YOUR ASSIGNMENT.
Reproduce each record exactly. The pictures should be skipped.

-- THE INPUT follows --

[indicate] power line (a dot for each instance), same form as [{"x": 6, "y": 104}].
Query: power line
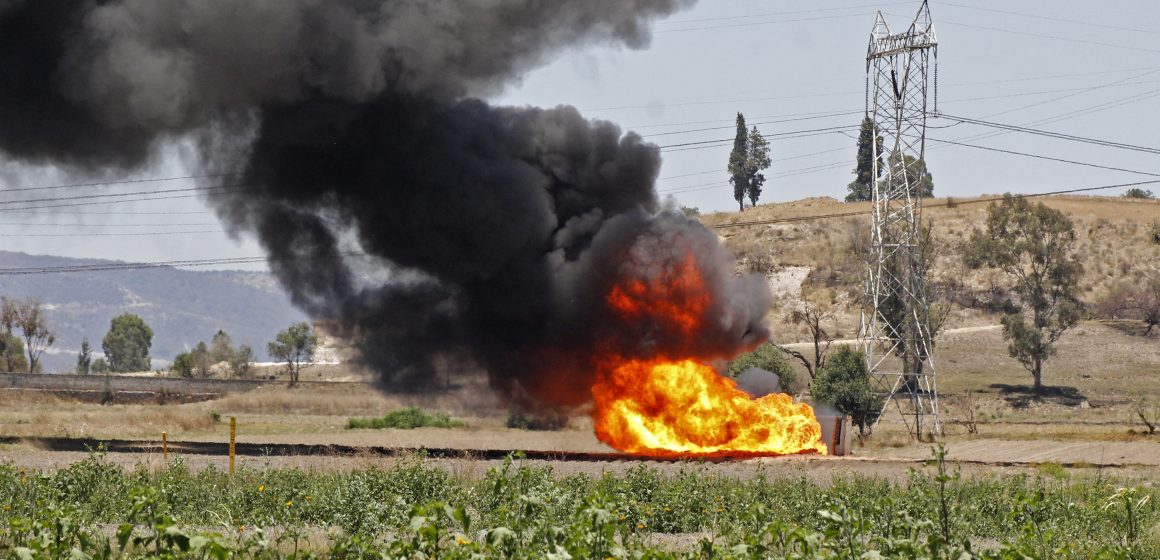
[
  {"x": 122, "y": 181},
  {"x": 978, "y": 201},
  {"x": 1012, "y": 152},
  {"x": 129, "y": 266},
  {"x": 21, "y": 210},
  {"x": 247, "y": 260},
  {"x": 773, "y": 14},
  {"x": 1060, "y": 136},
  {"x": 1045, "y": 17},
  {"x": 111, "y": 195},
  {"x": 754, "y": 23},
  {"x": 1029, "y": 34},
  {"x": 28, "y": 224},
  {"x": 66, "y": 212},
  {"x": 128, "y": 234},
  {"x": 136, "y": 266}
]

-- THE INPUT concluded --

ANSWER AREA.
[indicate] power line (a dot for each instance), same form as [{"x": 6, "y": 104}].
Query: power line
[
  {"x": 122, "y": 181},
  {"x": 978, "y": 201},
  {"x": 1012, "y": 152},
  {"x": 129, "y": 266},
  {"x": 21, "y": 210},
  {"x": 247, "y": 260},
  {"x": 773, "y": 14},
  {"x": 1060, "y": 136},
  {"x": 1045, "y": 17},
  {"x": 111, "y": 195},
  {"x": 754, "y": 23},
  {"x": 1029, "y": 34},
  {"x": 28, "y": 224},
  {"x": 66, "y": 212},
  {"x": 128, "y": 234},
  {"x": 136, "y": 266}
]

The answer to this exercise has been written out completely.